-- Records supplied follows --

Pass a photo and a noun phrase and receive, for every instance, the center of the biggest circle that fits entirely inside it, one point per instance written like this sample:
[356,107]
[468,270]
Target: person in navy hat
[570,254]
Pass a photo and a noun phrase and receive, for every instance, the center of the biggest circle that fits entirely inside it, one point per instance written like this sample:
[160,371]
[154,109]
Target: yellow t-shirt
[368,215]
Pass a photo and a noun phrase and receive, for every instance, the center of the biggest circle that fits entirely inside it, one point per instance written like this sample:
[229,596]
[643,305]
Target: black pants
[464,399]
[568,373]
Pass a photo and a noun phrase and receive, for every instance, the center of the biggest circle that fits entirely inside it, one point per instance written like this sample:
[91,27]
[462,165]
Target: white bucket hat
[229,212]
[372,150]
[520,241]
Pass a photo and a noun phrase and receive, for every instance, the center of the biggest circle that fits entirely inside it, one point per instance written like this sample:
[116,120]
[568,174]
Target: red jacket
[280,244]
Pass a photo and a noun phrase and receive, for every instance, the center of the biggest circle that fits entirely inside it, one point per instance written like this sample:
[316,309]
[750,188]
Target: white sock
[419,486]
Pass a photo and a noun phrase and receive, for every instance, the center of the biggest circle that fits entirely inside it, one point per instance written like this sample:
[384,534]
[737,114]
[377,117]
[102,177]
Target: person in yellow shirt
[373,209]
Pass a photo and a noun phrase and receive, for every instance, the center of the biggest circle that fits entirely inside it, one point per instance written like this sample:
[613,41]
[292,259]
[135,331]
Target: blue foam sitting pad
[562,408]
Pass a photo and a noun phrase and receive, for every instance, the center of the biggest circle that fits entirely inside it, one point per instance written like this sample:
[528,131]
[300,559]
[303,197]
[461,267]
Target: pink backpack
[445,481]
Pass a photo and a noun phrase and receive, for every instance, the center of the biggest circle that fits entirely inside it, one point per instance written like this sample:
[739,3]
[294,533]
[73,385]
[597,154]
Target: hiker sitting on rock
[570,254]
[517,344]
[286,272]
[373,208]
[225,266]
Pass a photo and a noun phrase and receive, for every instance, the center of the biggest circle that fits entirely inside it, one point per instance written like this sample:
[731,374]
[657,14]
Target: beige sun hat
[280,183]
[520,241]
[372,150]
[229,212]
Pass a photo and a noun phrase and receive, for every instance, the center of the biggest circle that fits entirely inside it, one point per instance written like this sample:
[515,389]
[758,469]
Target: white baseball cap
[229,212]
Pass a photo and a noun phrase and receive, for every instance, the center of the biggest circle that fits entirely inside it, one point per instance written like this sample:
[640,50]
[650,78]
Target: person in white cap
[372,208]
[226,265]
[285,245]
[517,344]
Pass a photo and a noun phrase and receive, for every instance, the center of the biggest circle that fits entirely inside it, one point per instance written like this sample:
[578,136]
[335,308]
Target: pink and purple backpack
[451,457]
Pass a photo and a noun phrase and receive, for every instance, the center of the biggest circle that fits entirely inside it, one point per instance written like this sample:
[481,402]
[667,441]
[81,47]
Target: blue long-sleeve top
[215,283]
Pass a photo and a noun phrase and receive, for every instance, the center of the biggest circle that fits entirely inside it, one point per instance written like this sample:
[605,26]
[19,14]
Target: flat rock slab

-- Records supplied concluded --

* [Action item]: Output every line above so that it reads exactly as before.

* [Answer for this exercise]:
Pass a photo and a noun phrase and receive, for every instance, the center of the biggest circle that fits entirely inside it, one point per instance written like this sample:
[356,107]
[468,270]
Target: person in navy hat
[570,254]
Pass a photo and a noun phrase and receive, for every instance, the center of the biggest circle that fits entirely inside it, one point per instance written like this sample:
[160,371]
[154,109]
Target: yellow t-shirt
[368,215]
Pass a photo and a noun phrase and receive, for every instance, the center of the biggest circle that fits entirely inside it, one point per instance written like this sample:
[229,596]
[643,305]
Target: black pants
[464,399]
[568,373]
Pass a photo and a noun phrase and receive, for every instance, the center of the biggest circle that fits entirely inside it, one point per instance written like this sample:
[91,27]
[462,165]
Target: white bucket hat
[229,212]
[372,150]
[520,241]
Pass a photo and a noun phrase and receive, for every instance, the center of the biggest circle that fits entirely inside it, one point per instance written like this sample:
[116,120]
[568,174]
Target: red jacket
[280,244]
Pass a photo and a noun phrase and receive, for every instance, the center of the biggest circle that fits entirely inside it, one point per instance written like this sample:
[316,309]
[750,188]
Target: white sock
[419,486]
Pass a photo and a noun phrase and receive, for every instance, the center of the biggest circle that fits entirely inside it, one point per instance written like this sample:
[384,534]
[737,114]
[377,117]
[102,177]
Target: person in yellow shirt
[373,209]
Pass a photo and a noun phrase and receive, for every instance, the center of the biggest circle that fits entirely inside it, one point per instance written like this sample:
[613,41]
[292,259]
[135,331]
Target: blue foam sitting pad
[562,408]
Pass a photo and a noun phrase and receive, for every instance, the center of the biggest circle that fits entirely inside it, one point per instance written like this sample:
[528,131]
[300,559]
[303,197]
[461,267]
Target: pink backpack
[445,481]
Pass a photo and a noun phrase and receive, for every instance, the center of the biggest circle that fits entirely inside it, one point per instance written like this sample:
[739,3]
[294,533]
[73,385]
[597,154]
Target: hiker sitting on rock
[570,254]
[517,344]
[286,272]
[373,208]
[225,266]
Pass a photo and a noun phrase and receive, for every instance, the center of the biggest circle that fits entirely inside it, one point per instance written like this sample:
[731,374]
[657,14]
Target: beige sun hat
[280,183]
[520,241]
[372,150]
[229,212]
Pass a photo and a noun phrase and receive, for every instance, the center of the biggest circle that fits entirely inside it, one point per instance written like this sample:
[515,389]
[758,469]
Target: white baseball cap
[229,212]
Pass a photo and a noun phrase and receive, for every instance, the center of the biggest circle that fits entirely inside it, one point per instance written like this sample:
[640,50]
[650,78]
Target: person in white cap
[372,208]
[226,265]
[285,245]
[517,344]
Pass a photo and a noun phrase and receive, for every instance, the center of the biggest circle that fits entirely inside it, one point per instance written like this sample:
[578,136]
[335,308]
Target: pink and purple backpack
[451,457]
Pass a photo and a noun phrase and receive, for every instance, the center of the biggest circle that fits entirely inside it, one point per instance written like this sample:
[481,402]
[667,441]
[81,47]
Target: blue long-sleeve top
[215,283]
Pass a photo and a noun phrase and receive, for every instance, the center of the biggest circle that fits entirely inside it, one point per instance written like this sample:
[605,26]
[19,14]
Target: flat rock slab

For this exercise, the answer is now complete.